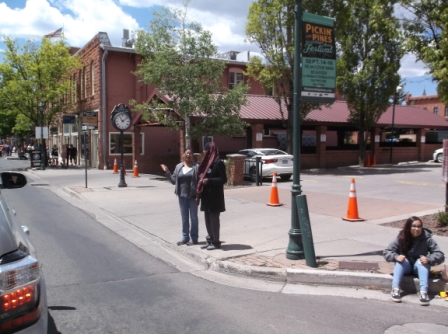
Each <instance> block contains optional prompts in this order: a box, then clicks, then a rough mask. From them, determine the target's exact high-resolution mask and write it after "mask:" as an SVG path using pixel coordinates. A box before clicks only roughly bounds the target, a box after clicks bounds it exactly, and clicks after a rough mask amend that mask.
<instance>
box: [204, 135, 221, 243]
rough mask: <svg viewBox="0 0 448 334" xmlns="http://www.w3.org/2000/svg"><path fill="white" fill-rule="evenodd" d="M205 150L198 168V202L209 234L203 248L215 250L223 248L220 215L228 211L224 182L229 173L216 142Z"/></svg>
mask: <svg viewBox="0 0 448 334" xmlns="http://www.w3.org/2000/svg"><path fill="white" fill-rule="evenodd" d="M204 152H205V155H204V158H203V159H202V162H201V164H200V166H199V168H198V175H199V182H198V187H197V203H199V202H201V211H204V218H205V227H206V229H207V233H208V236H207V237H206V244H205V245H204V246H201V248H207V250H213V249H219V248H221V241H220V240H219V230H220V221H219V216H220V213H221V212H224V211H226V206H225V202H224V184H225V183H226V182H227V175H226V166H225V164H224V161H222V160H221V159H219V151H218V148H217V147H216V145H215V143H213V142H209V143H207V144H206V145H205V147H204Z"/></svg>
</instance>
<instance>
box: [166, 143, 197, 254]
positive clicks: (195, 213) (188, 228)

* * * * * * * * *

• _Work to complete_:
Each entry is to be transcribed verbatim, and any picture in it is to be skipped.

• _Response to this exercise_:
Each <instance> block contains optional prompts in this order: a box, then clicks, then a rough mask. From them, determine the target's exact high-resolution mask and write it after "mask:" as an SVG path using pixel coordinates. A box before clicks only roughly bounds the target, a box after clicks bounds it exactly, and clicks after a rough mask amend that mask.
<instance>
box: [204, 135, 221, 243]
rough mask: <svg viewBox="0 0 448 334" xmlns="http://www.w3.org/2000/svg"><path fill="white" fill-rule="evenodd" d="M205 150L198 168V202L209 234L203 248L215 250L223 248L220 215L228 211L224 182L229 173L216 142Z"/></svg>
mask: <svg viewBox="0 0 448 334" xmlns="http://www.w3.org/2000/svg"><path fill="white" fill-rule="evenodd" d="M204 152H205V155H204V158H203V159H202V162H201V164H200V166H199V168H198V175H199V182H198V187H197V203H199V202H201V211H204V218H205V227H206V229H207V233H208V236H207V237H206V244H205V245H204V246H201V248H207V250H213V249H219V248H221V241H220V240H219V230H220V221H219V216H220V213H221V212H224V211H226V206H225V202H224V184H225V183H226V182H227V175H226V166H225V164H224V161H222V160H221V159H219V151H218V148H217V147H216V145H215V143H213V142H209V143H207V144H206V145H205V147H204Z"/></svg>
</instance>
<instance>
box: [166, 143, 197, 254]
positive clicks: (195, 213) (188, 228)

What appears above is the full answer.